→ Ziel der Aufgabe A:
Prüfe anhand des folgenden Leitsatzes zum Gegendarstellungsanspruch, ob die Aussagen (i), (ii) und (iii) mit ihm übereinstimmen. Antworte jeweils mit Ja oder Nein und zitiere die entscheidenden Worte des Textes wörtlich.
(i) Der Abdruck einer Gegendarstellung darf auch verweigert werden, wenn die betroffene Person kein berechtigtes Interesse am Abdruck hat.
(ii) § 10 Landespressegesetz erwähnt den Ausschluss des Gegendarstellungsanspruches mangels berechtigten Interesses ausdrücklich.
(iii) Die Einwendung des fehlenden berechtigten Interesses wird aus einem allgemeinen Rechtsgrundsatz abgeleitet.

→ Textauszug:
▬▬▬▬▬▬
Leitsatz (amtlich)

1. In § 10 Abs. 1 des Pressegesetzes für das Land Sachsen-Anhalt (Landespressegesetz) ist der Gegendarstellungsanspruch der Person geregelt, die durch eine in einem Druckwerk aufgestellte Tatsachenbehauptung betroffen ist.

2. Der verantwortliche Redakteur oder der Verleger kann den Abdruck einer Gegendarstellung in der Presse nicht nur nach § 10 Abs. 2 S. 1 Landespressegesetz verweigern, sondern auch dann, wenn die betroffene Person kein berechtigtes Interesse am Abdruck einer Gegendarstellung hat.

3. Die Einwendung des fehlenden berechtigten Interesses ist weder durch den Wortlaut des § 10 des Landespressegesetzes noch nach dessen Sinn und Zweck ausgeschlossen.

4. Der Ausschluss des Gegendarstellungsanspruches mangels berechtigten Interesses ist zwar im Gegensatz zu den Pressegesetzen der meisten anderen Bundesländer in § 10 Landespressegesetz nicht ausdrücklich erwähnt. Die Einwendung des fehlenden berechtigten Interesses ist indes aus dem allgemeinen Rechtsgrundsatz abzuleiten, dass die Durchsetzung eines Anspruchs ohne berechtigtes Interesse grundsätzlich rechtsmissbräuchlich ist. Die Rechtsverfolgung verdient in solchen Fällen keinen Rechtsschutz.
▬▬▬▬▬▬
→ Angezeigte Daten:

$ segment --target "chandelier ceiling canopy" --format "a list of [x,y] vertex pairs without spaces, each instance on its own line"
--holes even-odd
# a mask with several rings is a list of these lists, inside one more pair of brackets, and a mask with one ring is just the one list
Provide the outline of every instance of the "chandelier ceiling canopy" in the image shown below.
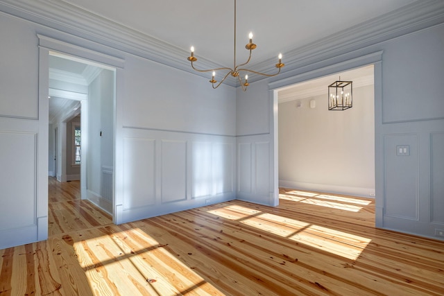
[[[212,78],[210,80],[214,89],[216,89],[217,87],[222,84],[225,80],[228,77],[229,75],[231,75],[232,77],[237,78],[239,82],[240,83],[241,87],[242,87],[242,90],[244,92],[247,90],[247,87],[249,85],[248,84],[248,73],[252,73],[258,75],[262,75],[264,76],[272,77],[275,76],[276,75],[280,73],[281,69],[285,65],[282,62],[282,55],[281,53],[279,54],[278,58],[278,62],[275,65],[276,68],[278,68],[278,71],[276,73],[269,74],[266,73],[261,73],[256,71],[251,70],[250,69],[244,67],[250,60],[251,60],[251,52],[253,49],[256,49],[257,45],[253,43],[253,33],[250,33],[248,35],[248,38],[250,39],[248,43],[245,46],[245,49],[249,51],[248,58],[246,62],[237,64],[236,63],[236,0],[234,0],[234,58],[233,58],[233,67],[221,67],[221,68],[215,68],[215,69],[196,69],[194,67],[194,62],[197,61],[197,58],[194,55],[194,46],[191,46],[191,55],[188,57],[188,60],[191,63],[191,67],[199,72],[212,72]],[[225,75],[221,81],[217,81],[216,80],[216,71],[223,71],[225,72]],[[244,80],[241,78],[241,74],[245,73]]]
▬▬▬▬▬▬
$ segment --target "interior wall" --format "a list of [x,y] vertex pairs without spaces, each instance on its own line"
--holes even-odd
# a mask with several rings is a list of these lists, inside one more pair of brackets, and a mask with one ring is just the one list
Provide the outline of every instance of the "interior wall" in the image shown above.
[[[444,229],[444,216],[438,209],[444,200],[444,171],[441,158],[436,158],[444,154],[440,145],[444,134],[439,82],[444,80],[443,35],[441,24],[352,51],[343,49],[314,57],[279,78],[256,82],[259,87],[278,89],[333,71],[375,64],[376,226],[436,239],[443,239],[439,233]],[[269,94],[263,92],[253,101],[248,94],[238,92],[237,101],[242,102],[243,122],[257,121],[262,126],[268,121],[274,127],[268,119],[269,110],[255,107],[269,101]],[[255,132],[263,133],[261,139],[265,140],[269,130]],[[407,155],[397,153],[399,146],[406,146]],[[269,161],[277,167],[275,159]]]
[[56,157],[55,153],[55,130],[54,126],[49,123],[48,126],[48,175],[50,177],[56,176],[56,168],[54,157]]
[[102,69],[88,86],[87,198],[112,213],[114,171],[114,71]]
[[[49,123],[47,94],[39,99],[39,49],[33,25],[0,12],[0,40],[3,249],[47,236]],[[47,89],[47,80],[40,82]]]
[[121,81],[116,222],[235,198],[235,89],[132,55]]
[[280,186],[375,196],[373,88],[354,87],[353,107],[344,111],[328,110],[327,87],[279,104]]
▬▬▬▬▬▬
→ Ziel der Aufgabe B:
Zeige jede Zeile der Datensätze, in der die Zeichenfolge „format“ vorkommt. Achte dabei auf Groß- und Kleinschreibung.

→ Ergebnis der Übung A:
(i) Ja: „sondern auch dann, wenn die betroffene Person kein berechtigtes Interesse am Abdruck einer Gegendarstellung hat“
(ii) Nein: „in § 10 Landespressegesetz nicht ausdrücklich erwähnt“
(iii) Ja: „aus dem allgemeinen Rechtsgrundsatz abzuleiten“

→ Ergebnis der Übung B:
$ segment --target "chandelier ceiling canopy" --format "a list of [x,y] vertex pairs without spaces, each instance on its own line"
$ segment --target "interior wall" --format "a list of [x,y] vertex pairs without spaces, each instance on its own line"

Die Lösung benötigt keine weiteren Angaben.